# [TASKS TO COMPLETE]
1 – According to the article on the proposed Traverse City wood-burning power plant, what percentage of renewable energy does the city's utility aim to reach by 2020?
2 – Extend the article on the proposed Traverse City wood-burning power plant, beginning after its final sentence.

# [SELECTED EXCERPT]
****************

Photo by Eartha Jane Melzer
TRAVERSE CITY — Local residents and politicians seem to be at odds over whether to develop a wood burning power plant in Traverse City.
Traverse City’s municipally owned power company has 11,400 customers and currently gets more than 90 percent of its power from downstate coal fired power plants, but has set a goal of achieving 30 percent renewable energy by 2020 — far more that the state goal of 10 by 2015.
The utility has signed a contract for 10 megawatts of wind power from Heritage Sustainable Energy’s Stoney Corners wind farm in southern Missaukee County. They’ve also arranged to buy methane gas from landfills in Lansing.
But these plans still leave the utility far short of its 30 by 20 goal, and with coal contracts set to expire, the utility is trying to move quickly to develop a new source of constant or baseload power.
Biomass, including trees, is considered a carbon neutral renewable energy source under state and federal law, and generating power through combustion represents the simplest route to generate power that meets the definition of “renewable energy.”
TCLP was poised to purchase land for a biomass plant just a few months ago, but strong criticism of the plan from residents moved the utility to organize forums to gather citizen input and concerns about how to best achieve the city’s 30 by 20 goal.
More than 300 people participated in the two presentations put on by TCLP last week.
Though a series of facilitated smaller group discussions participants listed their top concerns about energy and ideas about how TCLP should meets its goal on renewables, and voted to prioritize them.

photo Eartha Jane Melzer
After tabulation the top issue was concern about the impact of wood power on the region’s forests.
Many also question whether wood fuel should be considered renewable and sustainable, the air quality issues associated with burning and how ash from a biomass plant would be handled.
Participants indicated that they wanted the utility to increase its focus on conservation and development of wind power. Some said that the TCLP should slow down efforts to build a new plant and instead explore the possibility of increasing the use of a little used natural gas plant that it built east of town in the 90s.
TCLP has promised to submit the findings of the public forums to rigorous analysis so that ratepayers can understand the economic, environmental and other consequences of various options. The utility has promised to present this analysis at another public forum on April 3.
In an interview after the public forums, TCLP Executive Director Ed Rice told Michigan Messenger that the utility is prepared to drop plans for wood-based generation if the public will not support it.

****************

# [STORED DATA]
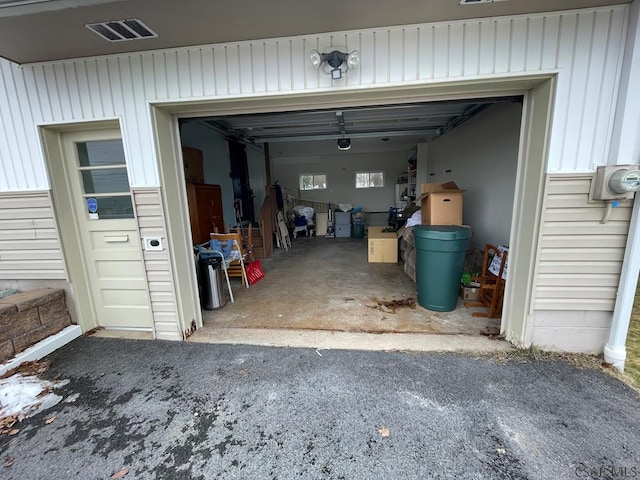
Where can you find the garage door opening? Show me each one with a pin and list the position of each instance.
(323, 279)
(537, 92)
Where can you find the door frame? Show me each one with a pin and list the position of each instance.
(538, 92)
(66, 217)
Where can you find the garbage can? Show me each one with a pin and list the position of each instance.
(210, 281)
(440, 252)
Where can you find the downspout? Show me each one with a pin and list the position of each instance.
(626, 150)
(615, 351)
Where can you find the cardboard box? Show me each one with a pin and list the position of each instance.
(469, 294)
(382, 246)
(193, 165)
(441, 204)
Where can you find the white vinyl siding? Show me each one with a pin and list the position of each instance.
(584, 47)
(151, 223)
(580, 259)
(29, 243)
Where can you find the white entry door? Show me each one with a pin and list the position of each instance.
(109, 238)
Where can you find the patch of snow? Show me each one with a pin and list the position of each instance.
(19, 395)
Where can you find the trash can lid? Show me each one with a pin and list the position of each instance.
(442, 232)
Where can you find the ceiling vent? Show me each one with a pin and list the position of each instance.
(472, 2)
(121, 30)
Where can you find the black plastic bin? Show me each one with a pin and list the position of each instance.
(210, 281)
(440, 253)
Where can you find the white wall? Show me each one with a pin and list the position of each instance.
(341, 168)
(482, 155)
(584, 48)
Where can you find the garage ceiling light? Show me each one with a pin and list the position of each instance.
(121, 30)
(335, 62)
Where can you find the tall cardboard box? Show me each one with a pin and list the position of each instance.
(382, 246)
(441, 204)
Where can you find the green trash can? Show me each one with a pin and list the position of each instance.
(440, 252)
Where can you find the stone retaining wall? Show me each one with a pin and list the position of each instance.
(28, 317)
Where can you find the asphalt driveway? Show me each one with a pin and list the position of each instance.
(153, 409)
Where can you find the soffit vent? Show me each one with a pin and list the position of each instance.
(121, 30)
(471, 2)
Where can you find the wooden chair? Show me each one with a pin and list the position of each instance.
(234, 266)
(491, 290)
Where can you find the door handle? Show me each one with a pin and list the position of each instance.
(118, 239)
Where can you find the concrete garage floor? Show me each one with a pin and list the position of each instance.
(326, 284)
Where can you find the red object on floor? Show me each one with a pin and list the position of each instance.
(254, 272)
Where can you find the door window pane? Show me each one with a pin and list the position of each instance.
(100, 153)
(313, 182)
(114, 207)
(110, 180)
(369, 179)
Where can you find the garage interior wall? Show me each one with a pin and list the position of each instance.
(482, 156)
(340, 169)
(196, 134)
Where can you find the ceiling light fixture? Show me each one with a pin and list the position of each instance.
(335, 62)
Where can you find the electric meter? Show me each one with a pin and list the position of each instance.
(612, 182)
(623, 181)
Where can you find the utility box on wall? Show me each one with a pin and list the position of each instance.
(611, 182)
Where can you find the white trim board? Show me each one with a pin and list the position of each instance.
(43, 348)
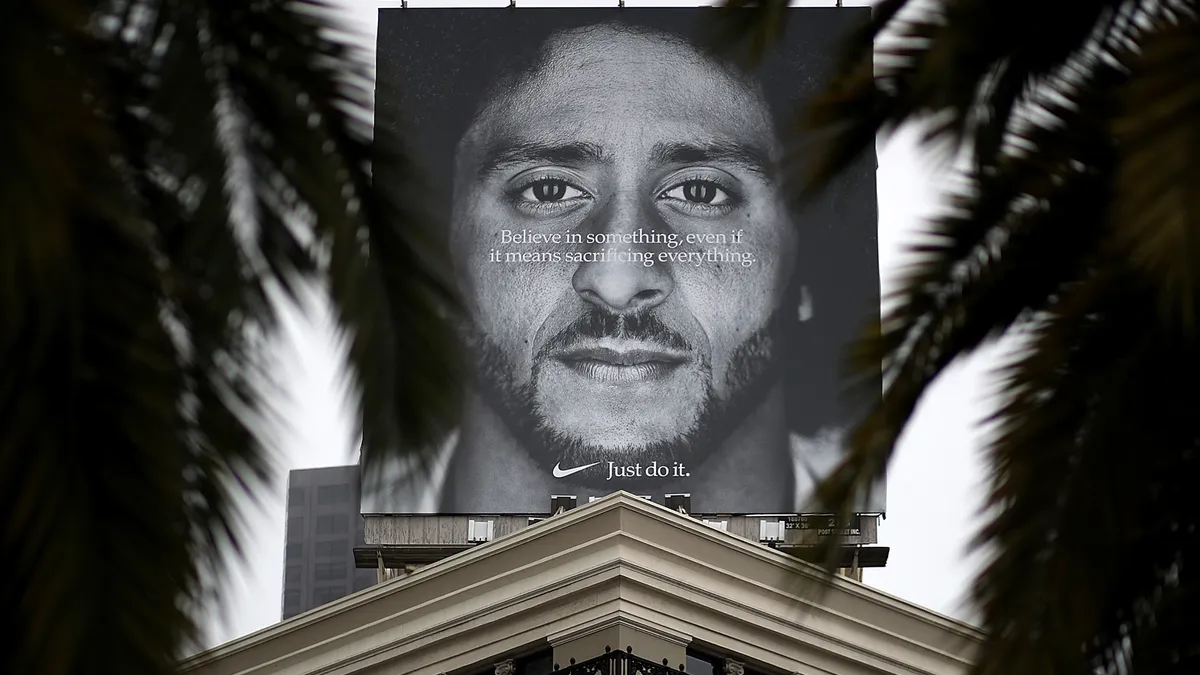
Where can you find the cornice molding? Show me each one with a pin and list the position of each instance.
(619, 561)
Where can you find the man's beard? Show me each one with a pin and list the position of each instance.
(753, 371)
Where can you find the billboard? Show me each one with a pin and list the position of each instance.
(648, 309)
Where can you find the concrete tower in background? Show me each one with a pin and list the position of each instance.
(323, 529)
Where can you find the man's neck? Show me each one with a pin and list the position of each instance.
(751, 471)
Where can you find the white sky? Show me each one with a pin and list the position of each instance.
(935, 483)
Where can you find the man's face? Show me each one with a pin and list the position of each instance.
(604, 356)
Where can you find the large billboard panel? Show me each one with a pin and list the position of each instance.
(649, 310)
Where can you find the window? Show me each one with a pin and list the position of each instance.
(327, 595)
(334, 524)
(329, 571)
(292, 599)
(333, 549)
(295, 527)
(540, 663)
(334, 494)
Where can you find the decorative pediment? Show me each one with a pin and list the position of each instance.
(619, 569)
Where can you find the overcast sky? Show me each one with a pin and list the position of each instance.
(934, 484)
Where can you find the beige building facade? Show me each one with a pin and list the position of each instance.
(616, 586)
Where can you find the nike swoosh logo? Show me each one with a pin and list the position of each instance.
(565, 472)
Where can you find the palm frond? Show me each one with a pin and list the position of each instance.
(1075, 230)
(169, 165)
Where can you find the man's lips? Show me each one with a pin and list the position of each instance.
(611, 363)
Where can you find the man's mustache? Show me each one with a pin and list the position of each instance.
(597, 324)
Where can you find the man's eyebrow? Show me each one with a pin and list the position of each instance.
(749, 156)
(499, 155)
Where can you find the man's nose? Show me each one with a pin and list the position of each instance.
(625, 286)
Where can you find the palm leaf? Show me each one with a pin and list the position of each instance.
(1074, 231)
(171, 165)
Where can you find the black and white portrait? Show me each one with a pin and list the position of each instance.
(648, 308)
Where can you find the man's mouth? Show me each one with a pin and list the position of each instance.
(622, 363)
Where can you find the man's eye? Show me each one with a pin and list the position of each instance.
(697, 192)
(551, 190)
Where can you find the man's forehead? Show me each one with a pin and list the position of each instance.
(595, 83)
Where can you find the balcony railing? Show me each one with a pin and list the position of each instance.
(618, 663)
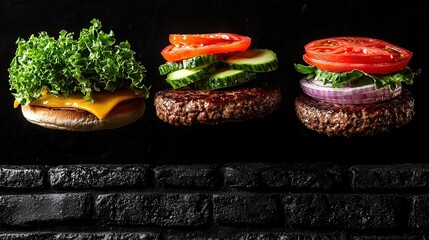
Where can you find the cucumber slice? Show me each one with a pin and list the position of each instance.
(253, 60)
(224, 78)
(184, 77)
(194, 62)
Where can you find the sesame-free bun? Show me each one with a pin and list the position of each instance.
(72, 119)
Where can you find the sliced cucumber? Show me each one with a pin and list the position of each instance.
(224, 78)
(184, 77)
(253, 60)
(194, 62)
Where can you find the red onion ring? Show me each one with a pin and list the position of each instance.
(347, 95)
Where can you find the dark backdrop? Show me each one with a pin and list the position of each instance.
(280, 25)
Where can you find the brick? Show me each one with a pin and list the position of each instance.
(188, 176)
(392, 176)
(343, 211)
(27, 236)
(240, 209)
(287, 236)
(22, 177)
(153, 209)
(98, 176)
(271, 235)
(80, 236)
(388, 237)
(24, 210)
(419, 213)
(321, 176)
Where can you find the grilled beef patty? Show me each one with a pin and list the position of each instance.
(355, 120)
(189, 106)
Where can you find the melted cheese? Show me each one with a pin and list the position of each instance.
(103, 103)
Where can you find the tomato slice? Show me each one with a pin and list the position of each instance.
(192, 45)
(371, 68)
(338, 53)
(202, 39)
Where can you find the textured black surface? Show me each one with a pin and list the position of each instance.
(270, 178)
(283, 26)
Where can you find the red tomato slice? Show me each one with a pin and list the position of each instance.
(371, 68)
(193, 46)
(202, 39)
(339, 54)
(356, 50)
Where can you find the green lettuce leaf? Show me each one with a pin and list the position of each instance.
(91, 63)
(357, 77)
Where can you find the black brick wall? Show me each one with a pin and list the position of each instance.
(267, 179)
(214, 201)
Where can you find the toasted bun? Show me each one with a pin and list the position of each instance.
(355, 119)
(190, 106)
(78, 120)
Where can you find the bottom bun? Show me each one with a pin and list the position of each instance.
(78, 120)
(355, 120)
(189, 106)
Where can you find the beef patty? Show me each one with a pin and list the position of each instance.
(355, 120)
(189, 106)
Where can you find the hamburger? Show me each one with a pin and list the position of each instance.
(214, 79)
(84, 84)
(355, 86)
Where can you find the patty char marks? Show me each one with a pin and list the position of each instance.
(189, 106)
(355, 119)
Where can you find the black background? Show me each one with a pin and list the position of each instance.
(280, 25)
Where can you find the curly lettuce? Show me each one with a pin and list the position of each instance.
(91, 63)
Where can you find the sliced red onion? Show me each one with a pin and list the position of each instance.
(347, 95)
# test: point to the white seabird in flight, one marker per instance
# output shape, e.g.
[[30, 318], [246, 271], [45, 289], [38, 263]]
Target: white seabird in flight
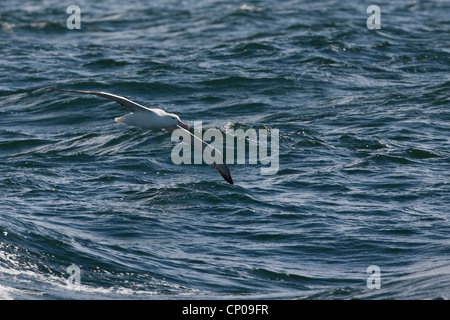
[[158, 119]]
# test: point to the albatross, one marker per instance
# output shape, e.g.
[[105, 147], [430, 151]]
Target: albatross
[[158, 119]]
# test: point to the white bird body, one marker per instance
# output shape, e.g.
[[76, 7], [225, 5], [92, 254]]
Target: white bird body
[[157, 119]]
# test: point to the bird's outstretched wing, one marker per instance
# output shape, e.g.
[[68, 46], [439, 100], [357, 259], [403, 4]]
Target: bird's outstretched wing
[[221, 166], [130, 105]]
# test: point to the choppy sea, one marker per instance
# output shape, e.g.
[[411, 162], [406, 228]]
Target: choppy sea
[[363, 183]]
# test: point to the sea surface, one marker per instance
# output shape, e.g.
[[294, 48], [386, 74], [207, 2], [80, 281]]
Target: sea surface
[[359, 207]]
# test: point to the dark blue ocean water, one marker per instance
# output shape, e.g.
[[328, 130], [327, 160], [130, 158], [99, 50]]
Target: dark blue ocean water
[[364, 150]]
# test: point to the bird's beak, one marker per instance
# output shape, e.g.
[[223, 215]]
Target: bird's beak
[[184, 125]]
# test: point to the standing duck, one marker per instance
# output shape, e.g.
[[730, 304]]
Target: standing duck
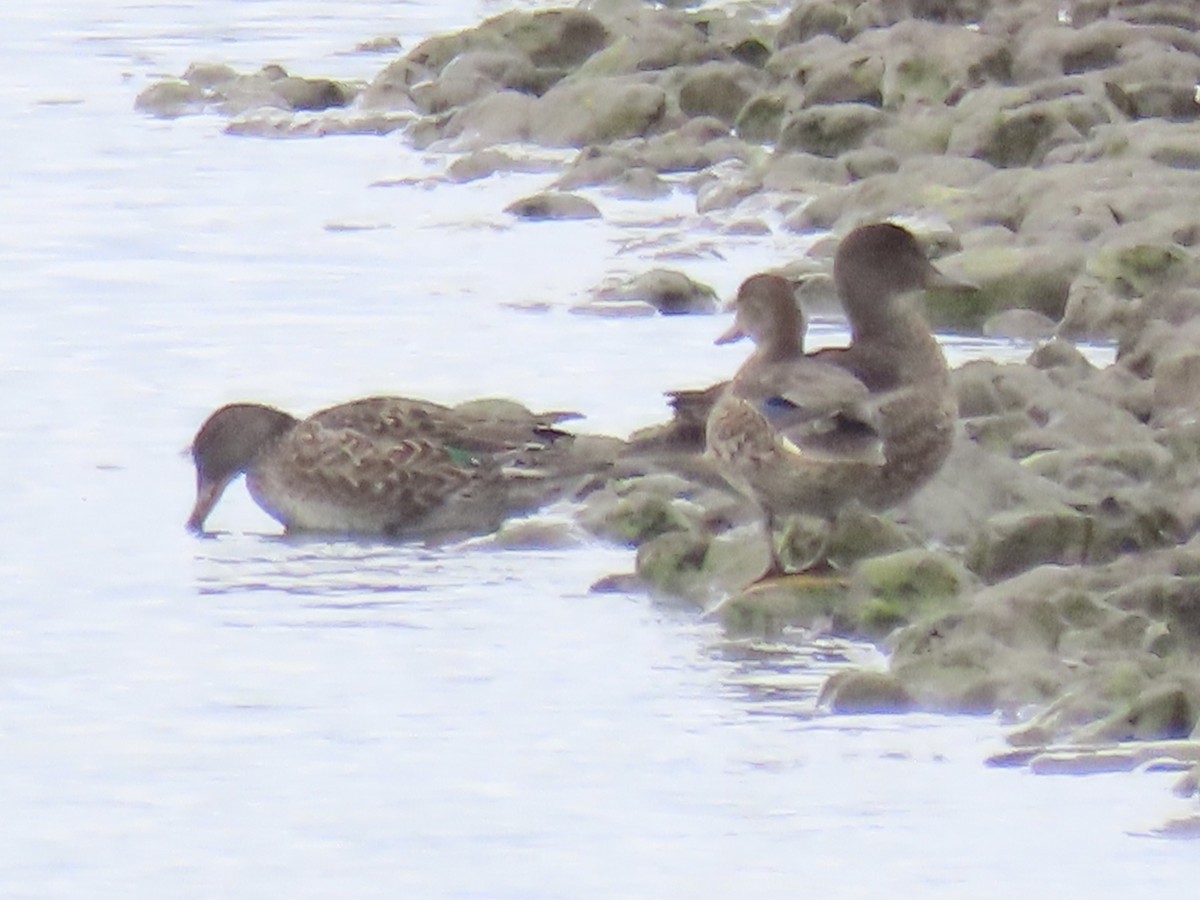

****************

# [RESPONSES PER TASK]
1 – 30 percent

2 –
Though the utility has expressed a willingness to bend to popular sentiment about whether to burn wood in town, a recent Traverse City Record Eagle survey of city commissioners found that group — which must approve any major capital investments by the utility — mostly in favor of developing biomass power.
Mayor Chris Bzdok, by day an environmental attorney with Olson, Bzdok & Howard P.C., told the Record Eagle that he believes biomass is a “vital component” of an environmentally sensitive energy portfolio, much more carbon friendly than coal, and can be sustainable if properly managed.
On his blog Bzdok wrote that “discussion should focus on the plan for sustainable fuel sources, and on the possible alternatives for minimizing air emissions.”
Despite the biomass boosting talk from officials, public opinion against wood-based power seems to be solidifying.
On the Sunday following the final public meeting (Feb. 28) the regional daily paper, the Traverse City Record Eagle editorialized that the utility hadn’t presented enough info on the environmental and health effects of the proposed operation and had not made a strong enough case that it is urgent to develop one.
Continuing to depend on coal-fired plants like the one in Lansing is bad for the environment and a dead-end solution to energy needs. But we must not return to 1800s technology simply because it’s the easy and trendy solution.
Imagine what that will mean in 25 years, after we’ve burned 2.5 million tons of wood and sent all that soot into the air and ash into landfills.
Margaret Sheehan is an attorney with the Massachusetts based group EcoLaw, and is working with communities groups across the country to fight new biomass projects. Over 200 facilities have been proposed, she said.
Sheenan said that she is not aware of another publicly owned utility that is trying to develop a biomass facility. She said biomass advocates typically look to site new facilities in poor and rural communities where the associated health risks might be overlooked.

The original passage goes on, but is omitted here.